Data shown =>
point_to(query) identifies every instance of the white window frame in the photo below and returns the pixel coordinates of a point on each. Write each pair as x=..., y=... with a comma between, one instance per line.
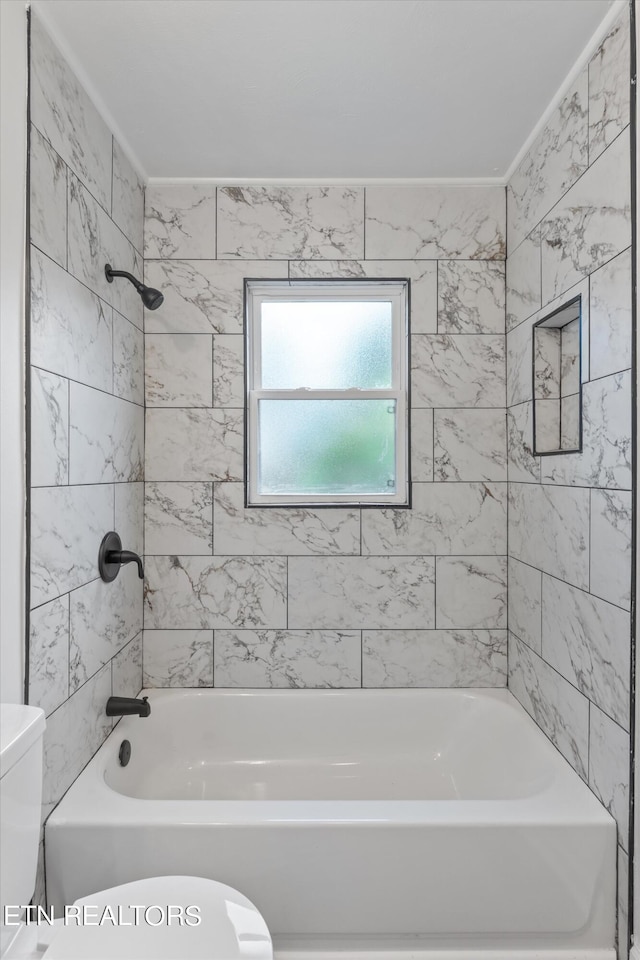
x=396, y=291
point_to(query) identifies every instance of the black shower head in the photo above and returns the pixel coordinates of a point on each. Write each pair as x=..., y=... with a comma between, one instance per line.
x=151, y=298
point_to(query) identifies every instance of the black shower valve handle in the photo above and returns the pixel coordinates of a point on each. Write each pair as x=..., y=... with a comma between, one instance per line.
x=126, y=556
x=111, y=557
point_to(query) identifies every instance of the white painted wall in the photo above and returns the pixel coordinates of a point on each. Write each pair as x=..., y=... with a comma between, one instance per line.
x=635, y=932
x=13, y=106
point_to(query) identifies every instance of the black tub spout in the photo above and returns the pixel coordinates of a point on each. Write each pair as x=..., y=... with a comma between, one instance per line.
x=128, y=706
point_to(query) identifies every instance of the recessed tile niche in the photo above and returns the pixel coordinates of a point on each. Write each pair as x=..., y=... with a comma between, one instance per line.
x=557, y=381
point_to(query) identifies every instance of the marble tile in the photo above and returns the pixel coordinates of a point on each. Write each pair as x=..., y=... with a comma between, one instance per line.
x=435, y=223
x=293, y=531
x=421, y=273
x=611, y=526
x=588, y=641
x=609, y=748
x=179, y=518
x=434, y=658
x=523, y=467
x=291, y=223
x=63, y=112
x=70, y=327
x=560, y=710
x=103, y=618
x=610, y=321
x=48, y=199
x=609, y=71
x=470, y=445
x=471, y=296
x=446, y=518
x=591, y=224
x=178, y=658
x=126, y=669
x=471, y=592
x=206, y=593
x=422, y=445
x=349, y=593
x=286, y=658
x=130, y=515
x=228, y=371
x=194, y=444
x=128, y=360
x=49, y=655
x=49, y=429
x=524, y=296
x=73, y=734
x=67, y=527
x=525, y=603
x=205, y=296
x=554, y=161
x=106, y=437
x=457, y=371
x=622, y=935
x=178, y=370
x=547, y=430
x=95, y=240
x=549, y=529
x=180, y=221
x=605, y=460
x=128, y=198
x=570, y=422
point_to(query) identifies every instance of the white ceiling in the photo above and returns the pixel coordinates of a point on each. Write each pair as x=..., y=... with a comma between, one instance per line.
x=324, y=89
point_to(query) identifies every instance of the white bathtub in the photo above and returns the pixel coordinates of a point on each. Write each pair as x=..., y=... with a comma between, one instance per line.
x=364, y=820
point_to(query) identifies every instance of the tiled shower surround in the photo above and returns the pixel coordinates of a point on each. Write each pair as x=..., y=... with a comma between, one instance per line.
x=338, y=597
x=344, y=597
x=570, y=516
x=87, y=418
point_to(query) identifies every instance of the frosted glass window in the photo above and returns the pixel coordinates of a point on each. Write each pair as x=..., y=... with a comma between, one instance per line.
x=327, y=404
x=326, y=345
x=327, y=446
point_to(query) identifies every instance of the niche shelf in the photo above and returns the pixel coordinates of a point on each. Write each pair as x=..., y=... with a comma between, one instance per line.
x=557, y=381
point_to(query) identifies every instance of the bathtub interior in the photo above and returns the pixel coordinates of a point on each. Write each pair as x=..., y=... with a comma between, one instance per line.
x=532, y=869
x=330, y=745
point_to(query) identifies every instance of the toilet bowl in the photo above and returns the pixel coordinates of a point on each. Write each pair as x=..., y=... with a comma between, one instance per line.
x=158, y=918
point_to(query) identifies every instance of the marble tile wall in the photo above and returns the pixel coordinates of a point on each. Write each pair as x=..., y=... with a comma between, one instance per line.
x=570, y=520
x=86, y=418
x=334, y=597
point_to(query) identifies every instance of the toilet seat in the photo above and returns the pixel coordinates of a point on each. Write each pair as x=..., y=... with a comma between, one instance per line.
x=230, y=925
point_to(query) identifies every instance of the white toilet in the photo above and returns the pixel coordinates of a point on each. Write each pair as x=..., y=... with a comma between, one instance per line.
x=230, y=925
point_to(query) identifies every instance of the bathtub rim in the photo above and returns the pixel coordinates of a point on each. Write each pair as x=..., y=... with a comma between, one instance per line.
x=565, y=801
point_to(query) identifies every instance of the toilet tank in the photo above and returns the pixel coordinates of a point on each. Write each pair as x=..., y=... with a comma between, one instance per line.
x=21, y=731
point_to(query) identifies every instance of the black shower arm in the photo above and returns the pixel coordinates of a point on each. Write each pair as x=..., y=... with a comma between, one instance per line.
x=110, y=273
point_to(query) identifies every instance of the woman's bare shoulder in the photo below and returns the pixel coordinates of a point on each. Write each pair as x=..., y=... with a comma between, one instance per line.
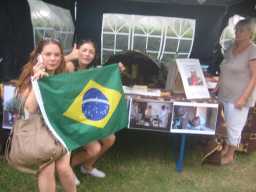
x=70, y=67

Work order =>
Before you finish, make sure every line above has been repeated exactly and no picture remains in the copy.

Output =>
point_to(query) identifies every instance of the white window frame in the photo below and returns the pixel coordinates of a point on each. Write each pair as x=..., y=... with a comma between, one instance per line.
x=396, y=291
point_to(query) identifies every instance of the black shower head in the photo above and returns the pixel coordinates of a point on each. Write each pair as x=..., y=... with a comma between, one instance per line.
x=151, y=298
point_to(query) identifies every instance of the black shower valve handle in the photo above and returns the pixel coordinates of a point on each. Write each pair as x=..., y=... with a comma between, one instance per line.
x=126, y=556
x=111, y=557
point_to(query) identifies every instance of the white painted wall in the photo above and returns the pixel coordinates of a point on each. Write each pair as x=..., y=... with a comma between, one instance per line.
x=635, y=932
x=13, y=106
point_to(query) identifies every instance of the black tub spout in the photo above and returns the pixel coordinates of a point on each. Write each pair as x=..., y=... with a comma between, one instance per line.
x=128, y=706
point_to(query) identifies every instance of the recessed tile niche in the photo above and returns the pixel coordinates of a point on each. Write each pair as x=..., y=... with a comma between, one instance per line.
x=557, y=381
point_to(query) identifies every instance of the marble tile in the photo above and returns the pixel coordinates of a point on each. Write each pair as x=..., y=... with a comma between, one instance per line.
x=435, y=223
x=293, y=531
x=421, y=273
x=611, y=526
x=588, y=641
x=609, y=748
x=179, y=518
x=434, y=658
x=523, y=467
x=291, y=223
x=63, y=112
x=70, y=327
x=560, y=710
x=103, y=618
x=610, y=321
x=48, y=199
x=609, y=71
x=470, y=445
x=471, y=296
x=446, y=518
x=591, y=224
x=178, y=658
x=126, y=669
x=471, y=592
x=206, y=593
x=422, y=445
x=349, y=593
x=286, y=658
x=130, y=515
x=228, y=371
x=194, y=444
x=128, y=360
x=49, y=655
x=49, y=429
x=524, y=296
x=73, y=734
x=67, y=527
x=525, y=603
x=205, y=296
x=554, y=161
x=106, y=437
x=457, y=371
x=622, y=935
x=178, y=370
x=547, y=430
x=95, y=240
x=549, y=529
x=180, y=221
x=605, y=460
x=128, y=198
x=570, y=422
point_to(query) identifies every instance of the white ceiling in the photo above and returns the pixel coordinates of a point on each. Write each pair as x=..., y=... with a comma between, one instance per line.
x=324, y=89
point_to(query) identifies every instance of the white bathtub in the photo above and returns the pixel coordinates of a point on each. Write each pair as x=..., y=... with a comma between, one instance per line.
x=364, y=820
point_to(query) identifies every instance of the tiled shower surround in the photo above and returns the pixel coordinates of a point on each. Write each pair as x=..., y=... with a comma between, one instance per line.
x=338, y=597
x=344, y=597
x=570, y=516
x=87, y=418
point_to(query) identifies every instance of the frosted glass window in the photo above and returns the pixel coordinates of a point on each. Write each pair as x=..., y=... with a comma between, one instance per line.
x=327, y=404
x=326, y=345
x=327, y=446
point_to(query) identifies every instance of the niche shelf in the photo above and returns the pixel coordinates of a point on each. Write each pair as x=..., y=... with a comma between, one instance per line.
x=557, y=381
point_to(query) identifies every instance of the bathtub interior in the photo above and returns the pixel coordinates of a point on each. Write each pair as x=..., y=... with a comma between, one instance per line.
x=532, y=869
x=330, y=745
point_to(query) identifies every instance of the toilet bowl in the photo above and returns the pixel coordinates of a point on each. Write each pair as x=..., y=... with a comma between, one instance per line.
x=158, y=918
point_to(query) identifies every instance of the marble tile wall in the photo above and returns the pixel coordinates of a point on each. Write each pair as x=..., y=... with a comma between, one instance per line.
x=570, y=520
x=86, y=418
x=334, y=597
point_to(query) identifies every instance of the toilet seat in the photo above and returns the pixel coordinates of a point on each. Write each pair as x=..., y=... with a comma between, one instance per line.
x=230, y=925
point_to(query) identifies every instance of the white toilet in the photo above and returns the pixel coordinates of a point on each. Write each pair as x=..., y=... with a comma between, one instance per line.
x=230, y=925
point_to(query) identifies every instance of the bathtub rim in the photo above and returns the pixel coordinates of a point on each. Write each pair as x=..., y=... with a comma between, one instance per line.
x=565, y=801
point_to(query) identifies every instance of the toilet tank in the photo above and returns the pixel coordinates of a point on each. Write each pair as x=..., y=... with a comma between, one instance per line.
x=21, y=731
point_to(query) identifies every instance of the black shower arm in the photo above and returns the pixel coordinates of a point on each. Write each pair as x=..., y=... with a comma between, one instance per line.
x=110, y=273
point_to(query) identifies every instance of the woman's bare shoulder in the photo below and returns the pixel coordinates of a point on each. Write each pair as x=..., y=... with a comma between, one instance per line.
x=70, y=67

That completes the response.